### Given problem
Render every line of the records below as a Markdown table with the columns "Row" and "Line", numbering the rows and omitting blank lines.

### Data listing
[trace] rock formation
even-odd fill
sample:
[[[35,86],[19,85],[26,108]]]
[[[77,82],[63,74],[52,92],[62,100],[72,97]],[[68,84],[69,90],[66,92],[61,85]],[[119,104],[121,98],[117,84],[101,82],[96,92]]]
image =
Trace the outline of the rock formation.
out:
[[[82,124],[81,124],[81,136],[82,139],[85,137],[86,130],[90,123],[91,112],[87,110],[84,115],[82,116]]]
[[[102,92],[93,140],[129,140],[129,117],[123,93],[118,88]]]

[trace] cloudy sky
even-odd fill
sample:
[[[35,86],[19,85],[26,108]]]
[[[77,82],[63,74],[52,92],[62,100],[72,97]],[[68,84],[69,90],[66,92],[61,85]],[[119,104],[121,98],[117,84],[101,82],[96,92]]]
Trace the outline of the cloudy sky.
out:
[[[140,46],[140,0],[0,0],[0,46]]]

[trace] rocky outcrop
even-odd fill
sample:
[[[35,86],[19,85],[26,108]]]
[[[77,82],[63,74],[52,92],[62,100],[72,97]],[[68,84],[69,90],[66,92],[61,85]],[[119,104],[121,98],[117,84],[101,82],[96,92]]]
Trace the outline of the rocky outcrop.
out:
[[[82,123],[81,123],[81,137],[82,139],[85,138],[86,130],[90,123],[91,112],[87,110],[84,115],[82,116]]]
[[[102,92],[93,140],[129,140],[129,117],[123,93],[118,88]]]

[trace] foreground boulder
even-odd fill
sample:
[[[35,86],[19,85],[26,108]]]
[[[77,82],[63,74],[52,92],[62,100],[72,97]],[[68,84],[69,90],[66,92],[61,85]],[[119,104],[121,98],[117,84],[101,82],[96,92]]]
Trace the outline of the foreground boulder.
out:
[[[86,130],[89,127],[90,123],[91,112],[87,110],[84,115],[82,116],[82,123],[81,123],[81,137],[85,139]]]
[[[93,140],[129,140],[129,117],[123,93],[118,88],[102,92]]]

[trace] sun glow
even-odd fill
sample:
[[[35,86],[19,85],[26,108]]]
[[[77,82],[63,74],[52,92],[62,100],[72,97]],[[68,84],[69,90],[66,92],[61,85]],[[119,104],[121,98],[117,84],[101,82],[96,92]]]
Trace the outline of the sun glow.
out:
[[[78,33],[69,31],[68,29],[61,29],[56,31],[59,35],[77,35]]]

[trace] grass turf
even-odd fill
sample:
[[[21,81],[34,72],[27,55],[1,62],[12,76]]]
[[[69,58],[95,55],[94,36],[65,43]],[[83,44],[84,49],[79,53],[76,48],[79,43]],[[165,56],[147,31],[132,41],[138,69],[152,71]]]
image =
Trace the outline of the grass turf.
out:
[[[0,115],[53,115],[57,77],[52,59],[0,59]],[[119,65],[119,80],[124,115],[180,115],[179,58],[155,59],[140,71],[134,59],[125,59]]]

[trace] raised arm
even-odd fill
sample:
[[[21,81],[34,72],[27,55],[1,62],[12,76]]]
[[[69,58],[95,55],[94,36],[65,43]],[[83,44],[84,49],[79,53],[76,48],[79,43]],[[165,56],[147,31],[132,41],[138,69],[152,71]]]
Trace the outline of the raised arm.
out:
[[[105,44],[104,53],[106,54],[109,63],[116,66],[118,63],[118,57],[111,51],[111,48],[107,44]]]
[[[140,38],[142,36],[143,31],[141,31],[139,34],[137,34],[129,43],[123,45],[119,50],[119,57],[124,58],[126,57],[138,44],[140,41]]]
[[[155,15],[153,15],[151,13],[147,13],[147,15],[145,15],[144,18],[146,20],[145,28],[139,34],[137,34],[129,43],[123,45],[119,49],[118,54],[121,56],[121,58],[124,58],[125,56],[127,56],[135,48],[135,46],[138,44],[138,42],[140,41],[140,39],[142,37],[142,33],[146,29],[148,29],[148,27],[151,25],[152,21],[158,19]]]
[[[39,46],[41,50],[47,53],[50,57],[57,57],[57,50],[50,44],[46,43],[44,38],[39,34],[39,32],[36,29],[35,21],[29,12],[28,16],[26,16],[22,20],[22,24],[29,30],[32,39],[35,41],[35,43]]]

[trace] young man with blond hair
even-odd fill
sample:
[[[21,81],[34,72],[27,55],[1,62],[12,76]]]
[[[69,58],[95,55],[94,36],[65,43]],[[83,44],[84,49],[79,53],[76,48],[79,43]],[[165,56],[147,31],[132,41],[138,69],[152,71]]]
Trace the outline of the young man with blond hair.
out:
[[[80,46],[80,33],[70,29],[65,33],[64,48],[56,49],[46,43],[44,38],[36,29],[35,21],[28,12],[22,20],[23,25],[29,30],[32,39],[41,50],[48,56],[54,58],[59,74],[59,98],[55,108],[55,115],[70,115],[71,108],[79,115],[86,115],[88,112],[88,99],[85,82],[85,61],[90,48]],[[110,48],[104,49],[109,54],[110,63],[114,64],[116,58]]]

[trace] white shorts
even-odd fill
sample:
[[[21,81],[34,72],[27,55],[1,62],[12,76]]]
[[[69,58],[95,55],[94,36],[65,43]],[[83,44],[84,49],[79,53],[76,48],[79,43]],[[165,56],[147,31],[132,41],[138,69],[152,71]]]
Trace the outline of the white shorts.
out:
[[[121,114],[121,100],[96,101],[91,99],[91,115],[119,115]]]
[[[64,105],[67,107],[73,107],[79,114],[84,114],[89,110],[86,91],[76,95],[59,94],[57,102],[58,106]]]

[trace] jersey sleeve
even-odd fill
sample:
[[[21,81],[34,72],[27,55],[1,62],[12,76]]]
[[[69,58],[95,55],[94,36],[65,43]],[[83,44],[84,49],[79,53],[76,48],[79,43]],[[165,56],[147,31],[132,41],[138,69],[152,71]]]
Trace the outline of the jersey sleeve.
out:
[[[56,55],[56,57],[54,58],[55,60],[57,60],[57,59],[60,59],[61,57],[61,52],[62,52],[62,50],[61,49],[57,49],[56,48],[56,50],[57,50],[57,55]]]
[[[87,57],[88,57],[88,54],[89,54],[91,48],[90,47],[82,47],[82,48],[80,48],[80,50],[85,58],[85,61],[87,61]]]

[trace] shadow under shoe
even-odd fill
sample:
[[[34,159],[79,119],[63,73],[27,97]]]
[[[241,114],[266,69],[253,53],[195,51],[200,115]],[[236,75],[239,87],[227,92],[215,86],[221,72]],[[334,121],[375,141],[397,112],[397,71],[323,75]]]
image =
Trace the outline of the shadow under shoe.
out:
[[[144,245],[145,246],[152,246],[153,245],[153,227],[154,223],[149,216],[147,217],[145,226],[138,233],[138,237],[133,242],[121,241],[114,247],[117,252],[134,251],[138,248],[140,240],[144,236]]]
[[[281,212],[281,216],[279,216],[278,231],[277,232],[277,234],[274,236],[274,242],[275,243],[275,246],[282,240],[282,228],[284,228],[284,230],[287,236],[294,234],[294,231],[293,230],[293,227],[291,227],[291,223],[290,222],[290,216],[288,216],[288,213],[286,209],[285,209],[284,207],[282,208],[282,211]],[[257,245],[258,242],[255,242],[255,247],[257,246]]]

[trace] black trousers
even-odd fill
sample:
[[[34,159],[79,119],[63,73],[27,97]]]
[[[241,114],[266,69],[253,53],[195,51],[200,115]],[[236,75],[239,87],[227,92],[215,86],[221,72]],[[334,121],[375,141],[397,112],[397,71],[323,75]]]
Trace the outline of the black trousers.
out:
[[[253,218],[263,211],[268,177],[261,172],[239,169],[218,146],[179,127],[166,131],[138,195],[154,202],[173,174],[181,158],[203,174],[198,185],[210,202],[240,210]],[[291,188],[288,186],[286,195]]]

### Exercise solution
| Row | Line |
|---|---|
| 1 | [trace] rock formation |
| 2 | even-odd fill |
| 3 | sample: |
| 4 | [[[35,86],[19,85],[26,108]]] |
| 5 | [[[77,82],[63,74],[52,92],[62,100],[72,97]],[[68,84],[69,90],[66,92],[61,85]],[[119,104],[121,98],[117,84],[101,82],[96,92]]] |
| 6 | image = |
| 7 | Trace the outline of the rock formation. |
| 8 | out: |
| 9 | [[[82,124],[81,124],[81,136],[82,139],[85,137],[86,130],[90,123],[91,112],[87,110],[84,115],[82,116]]] |
| 10 | [[[102,92],[93,140],[129,140],[129,117],[123,93],[118,88]]] |
| 11 | [trace] cloudy sky |
| 12 | even-odd fill |
| 13 | sample: |
| 14 | [[[35,86],[19,85],[26,108]]] |
| 15 | [[[77,82],[63,74],[52,92],[62,100],[72,97]],[[68,84],[69,90],[66,92],[61,85]],[[119,104],[121,98],[117,84],[101,82],[96,92]]] |
| 16 | Trace the outline of the cloudy sky. |
| 17 | out: |
| 18 | [[[140,46],[140,0],[0,0],[0,46]]] |
| 19 | [trace] rocky outcrop |
| 20 | even-odd fill |
| 21 | sample: |
| 22 | [[[35,86],[19,85],[26,108]]] |
| 23 | [[[77,82],[63,74],[52,92],[62,100],[72,97]],[[68,84],[69,90],[66,92],[61,85]],[[119,104],[121,98],[117,84],[101,82],[96,92]]] |
| 24 | Trace the outline of the rocky outcrop. |
| 25 | out: |
| 26 | [[[82,123],[81,123],[81,137],[82,139],[85,138],[86,130],[90,123],[91,112],[87,110],[84,115],[82,116]]] |
| 27 | [[[102,92],[93,140],[129,140],[129,117],[123,93],[118,88]]] |
| 28 | [trace] foreground boulder |
| 29 | even-odd fill |
| 30 | sample: |
| 31 | [[[35,86],[19,85],[26,108]]] |
| 32 | [[[77,82],[63,74],[52,92],[62,100],[72,97]],[[68,84],[69,90],[66,92],[61,85]],[[119,104],[121,98],[117,84],[101,82],[96,92]]] |
| 33 | Trace the outline of the foreground boulder. |
| 34 | out: |
| 35 | [[[86,130],[89,127],[90,123],[91,112],[87,110],[84,115],[82,116],[82,123],[81,123],[81,137],[85,139]]] |
| 36 | [[[93,140],[129,140],[129,117],[123,93],[118,88],[102,92]]] |
| 37 | [trace] sun glow |
| 38 | even-odd fill |
| 39 | sample: |
| 40 | [[[35,86],[19,85],[26,108]]] |
| 41 | [[[77,82],[63,74],[52,92],[62,100],[72,97]],[[68,84],[69,90],[66,92],[61,85]],[[119,104],[121,98],[117,84],[101,82],[96,92]]] |
| 42 | Trace the outline of the sun glow. |
| 43 | out: |
| 44 | [[[78,33],[69,31],[68,29],[61,29],[56,31],[59,35],[77,35]]] |
| 45 | [trace] grass turf |
| 46 | even-odd fill |
| 47 | sample: |
| 48 | [[[21,81],[34,72],[27,55],[1,62],[12,76]]] |
| 49 | [[[69,58],[95,55],[94,36],[65,43]],[[83,44],[84,49],[79,53],[76,48],[79,43]],[[165,56],[147,31],[132,41],[138,69],[152,71]]] |
| 50 | image = |
| 51 | Trace the outline of the grass turf. |
| 52 | out: |
| 53 | [[[0,115],[53,115],[57,77],[52,59],[0,59]],[[119,65],[119,80],[124,115],[180,115],[179,58],[155,59],[140,71],[134,59],[125,59]]] |
| 54 | [trace] raised arm |
| 55 | even-odd fill |
| 56 | sample: |
| 57 | [[[21,81],[34,72],[27,55],[1,62],[12,76]]] |
| 58 | [[[69,58],[95,55],[94,36],[65,43]],[[83,44],[84,49],[79,53],[76,48],[79,43]],[[165,56],[147,31],[132,41],[138,69],[152,71]]] |
| 59 | Trace the outline of the raised arm. |
| 60 | out: |
| 61 | [[[105,44],[104,53],[106,54],[109,63],[116,66],[118,63],[118,57],[111,51],[111,48],[107,44]]] |
| 62 | [[[140,38],[142,36],[143,31],[141,31],[139,34],[137,34],[129,43],[123,45],[119,50],[119,57],[124,58],[126,57],[138,44],[140,41]]] |
| 63 | [[[155,15],[153,15],[151,13],[147,13],[147,15],[145,15],[144,18],[146,20],[145,28],[139,34],[137,34],[129,43],[123,45],[119,49],[118,54],[121,56],[121,58],[124,58],[125,56],[127,56],[135,48],[135,46],[138,44],[138,42],[140,41],[140,39],[142,37],[142,33],[146,29],[148,29],[148,27],[151,25],[152,21],[158,19]]] |
| 64 | [[[39,46],[41,50],[47,53],[50,57],[57,57],[57,50],[50,44],[46,43],[44,38],[39,34],[39,32],[36,29],[35,21],[29,12],[28,16],[26,16],[22,20],[22,24],[29,30],[32,39],[35,41],[35,43]]] |
| 65 | [trace] young man with blond hair |
| 66 | even-odd fill |
| 67 | sample: |
| 68 | [[[21,81],[34,72],[27,55],[1,62],[12,76]]] |
| 69 | [[[69,58],[95,55],[94,36],[65,43]],[[83,44],[84,49],[79,53],[76,48],[79,43]],[[165,56],[147,31],[132,41],[138,69],[152,71]]] |
| 70 | Trace the outline of the young man with blond hair. |
| 71 | out: |
| 72 | [[[80,46],[80,33],[70,29],[65,33],[64,48],[56,49],[46,43],[44,38],[36,29],[35,21],[28,12],[22,20],[23,25],[29,30],[32,39],[41,50],[48,56],[54,58],[59,74],[59,98],[55,108],[55,115],[70,115],[71,108],[79,115],[86,115],[88,112],[88,99],[85,82],[85,61],[90,48]],[[110,48],[104,49],[109,54],[110,63],[114,64],[116,58]]] |
| 73 | [trace] white shorts |
| 74 | even-odd fill |
| 75 | sample: |
| 76 | [[[21,81],[34,72],[27,55],[1,62],[12,76]]] |
| 77 | [[[69,58],[95,55],[94,36],[65,43]],[[83,44],[84,49],[79,53],[76,48],[79,43]],[[165,56],[147,31],[132,41],[138,69],[152,71]]] |
| 78 | Trace the outline of the white shorts. |
| 79 | out: |
| 80 | [[[121,114],[121,100],[96,101],[91,99],[91,115],[119,115]]] |
| 81 | [[[64,105],[67,107],[73,107],[79,114],[84,114],[89,110],[86,91],[76,95],[59,94],[57,102],[58,106]]] |
| 82 | [trace] jersey sleeve |
| 83 | even-odd fill |
| 84 | sample: |
| 85 | [[[21,81],[34,72],[27,55],[1,62],[12,76]]] |
| 86 | [[[69,58],[95,55],[94,36],[65,43]],[[83,44],[84,49],[79,53],[76,48],[79,43]],[[165,56],[147,31],[132,41],[138,69],[152,71]]] |
| 87 | Trace the outline of the jersey sleeve. |
| 88 | out: |
| 89 | [[[56,55],[56,57],[54,58],[55,60],[57,60],[57,59],[60,59],[61,57],[61,52],[62,52],[62,50],[61,49],[57,49],[56,48],[56,50],[57,50],[57,55]]] |
| 90 | [[[87,57],[88,57],[88,54],[89,54],[91,48],[90,47],[82,47],[82,48],[80,48],[80,50],[85,58],[85,61],[87,61]]] |
| 91 | [trace] shadow under shoe |
| 92 | even-odd fill |
| 93 | sample: |
| 94 | [[[34,159],[79,119],[63,73],[27,97]]] |
| 95 | [[[241,114],[266,69],[253,53],[195,51],[200,115]],[[236,75],[239,87],[227,92],[215,86],[221,72]],[[334,121],[375,141],[397,112],[397,71],[323,75]]] |
| 96 | image = |
| 97 | Trace the outline of the shadow under shoe. |
| 98 | out: |
| 99 | [[[144,245],[145,246],[152,246],[153,245],[153,227],[154,223],[149,216],[147,217],[145,226],[138,233],[138,237],[133,242],[121,241],[114,247],[117,252],[134,251],[138,248],[140,240],[144,236]]] |
| 100 | [[[281,212],[281,216],[279,216],[278,231],[277,232],[277,234],[274,236],[274,242],[275,243],[275,246],[282,240],[282,228],[284,228],[284,230],[287,236],[294,234],[294,231],[293,230],[293,227],[291,227],[291,223],[290,222],[290,216],[288,216],[288,213],[286,209],[285,209],[284,207],[282,208],[282,211]],[[257,245],[258,242],[255,242],[255,247],[257,246]]] |
| 101 | [trace] black trousers |
| 102 | even-odd fill |
| 103 | sample: |
| 104 | [[[34,159],[79,119],[63,73],[27,97]]] |
| 105 | [[[241,114],[266,69],[253,53],[195,51],[200,115]],[[236,75],[239,87],[227,92],[215,86],[221,72]],[[334,121],[375,141],[397,112],[397,71],[323,75]]] |
| 106 | Trace the outline of the black trousers. |
| 107 | out: |
| 108 | [[[253,218],[263,211],[268,177],[261,172],[239,169],[218,146],[179,127],[166,131],[138,195],[154,202],[173,174],[181,158],[203,174],[198,185],[210,202],[240,210]],[[291,188],[288,186],[286,195]]] |